((

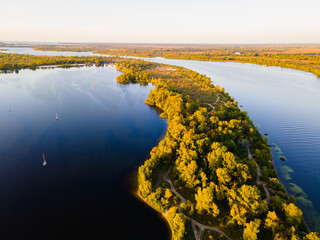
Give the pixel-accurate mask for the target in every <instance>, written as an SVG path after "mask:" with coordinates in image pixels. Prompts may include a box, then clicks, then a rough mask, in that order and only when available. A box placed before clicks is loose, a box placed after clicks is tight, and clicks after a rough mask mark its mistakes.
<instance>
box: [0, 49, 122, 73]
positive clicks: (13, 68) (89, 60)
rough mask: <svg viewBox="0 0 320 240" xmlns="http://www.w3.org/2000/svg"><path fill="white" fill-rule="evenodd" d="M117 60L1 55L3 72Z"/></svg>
mask: <svg viewBox="0 0 320 240" xmlns="http://www.w3.org/2000/svg"><path fill="white" fill-rule="evenodd" d="M116 59H117V58H115V57H113V58H107V57H96V56H94V57H63V56H34V55H24V54H7V53H0V70H1V71H2V72H10V71H19V70H20V69H24V68H36V67H37V66H44V65H62V66H63V67H70V66H72V65H74V64H85V65H86V66H92V65H95V66H103V65H105V64H110V63H113V62H115V60H116Z"/></svg>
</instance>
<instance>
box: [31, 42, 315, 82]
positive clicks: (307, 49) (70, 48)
mask: <svg viewBox="0 0 320 240" xmlns="http://www.w3.org/2000/svg"><path fill="white" fill-rule="evenodd" d="M35 49H36V50H42V51H73V52H81V51H94V52H95V53H99V54H107V55H112V56H137V57H164V58H168V59H184V60H200V61H221V62H241V63H253V64H259V65H265V66H279V67H284V68H291V69H297V70H302V71H306V72H311V73H313V74H315V75H317V76H318V77H320V47H319V45H316V46H312V45H297V46H291V45H283V46H278V45H274V46H259V45H257V46H231V45H229V46H179V45H177V46H161V47H160V46H139V45H136V46H130V45H128V46H127V45H110V46H107V45H106V46H103V45H102V46H99V45H88V46H86V45H82V46H37V47H36V48H35Z"/></svg>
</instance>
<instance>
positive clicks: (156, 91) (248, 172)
mask: <svg viewBox="0 0 320 240" xmlns="http://www.w3.org/2000/svg"><path fill="white" fill-rule="evenodd" d="M117 69H118V70H120V71H122V72H123V74H122V75H120V76H119V77H118V78H117V81H118V82H120V83H122V84H128V83H140V84H147V83H152V84H154V85H155V89H154V90H152V91H151V92H150V94H149V97H148V99H147V100H146V103H147V104H149V105H151V106H155V107H157V108H160V109H161V110H162V113H161V115H160V116H161V117H164V118H167V120H168V130H167V133H166V136H165V138H164V139H163V140H162V141H161V142H160V143H159V145H158V146H156V147H154V148H153V149H152V151H151V152H150V158H149V159H148V160H147V161H145V163H144V164H143V165H142V166H141V167H140V168H139V171H138V182H139V189H138V192H139V195H140V197H141V198H143V199H144V200H145V201H146V202H147V203H148V204H150V205H151V206H152V207H153V208H155V209H156V210H158V211H159V212H161V213H163V215H164V216H165V217H166V218H167V220H168V222H169V224H170V226H171V228H172V234H173V239H194V238H196V239H201V237H202V238H203V239H250V240H254V239H320V238H319V235H318V234H317V233H309V234H307V232H308V229H307V227H306V225H305V223H304V221H303V218H302V211H301V210H300V209H299V208H298V207H297V206H296V205H295V197H294V196H293V195H292V196H290V197H289V196H288V195H287V194H286V191H285V188H284V186H283V185H282V184H280V183H279V181H278V179H277V172H276V171H275V168H274V165H273V163H272V160H271V159H272V156H271V153H270V147H269V145H268V140H267V139H266V138H264V137H262V136H261V134H260V133H259V131H258V130H257V129H256V127H255V126H254V125H253V123H252V121H251V120H250V119H249V117H248V116H247V114H246V112H245V111H241V110H240V109H239V107H238V105H237V102H236V101H234V99H233V98H231V97H230V96H229V95H228V94H227V93H225V92H224V89H222V88H220V87H219V86H218V85H216V86H214V85H213V84H212V83H211V80H210V79H209V78H208V77H206V76H204V75H201V74H198V73H196V72H194V71H191V70H187V69H183V68H181V67H172V66H168V65H159V64H155V63H148V62H143V61H138V60H136V61H132V60H130V61H122V62H118V63H117ZM252 156H253V157H252ZM258 169H259V170H260V169H261V170H260V171H258ZM199 236H200V238H198V237H199Z"/></svg>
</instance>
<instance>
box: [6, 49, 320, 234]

))

- _Goal of the exercise_:
Only lines belong in the copy: transcribe those from the start of the data through the line that contains "positive clicks: (13, 68) (89, 60)", and skip the pictures.

- _Written solution_:
Give the pixel-accurate mask for the target in every <instance>, written as an SVG path after "mask:" with coordinates in image pixels. Prompts may include a box, then clicks, then a rough mask, in that order and only when available. A box placed before clicks is loose, a box placed after clicks is tight, and clicks after a rough mask mark its mistakes.
<instance>
box: [0, 49, 122, 73]
positive clicks: (13, 68) (89, 60)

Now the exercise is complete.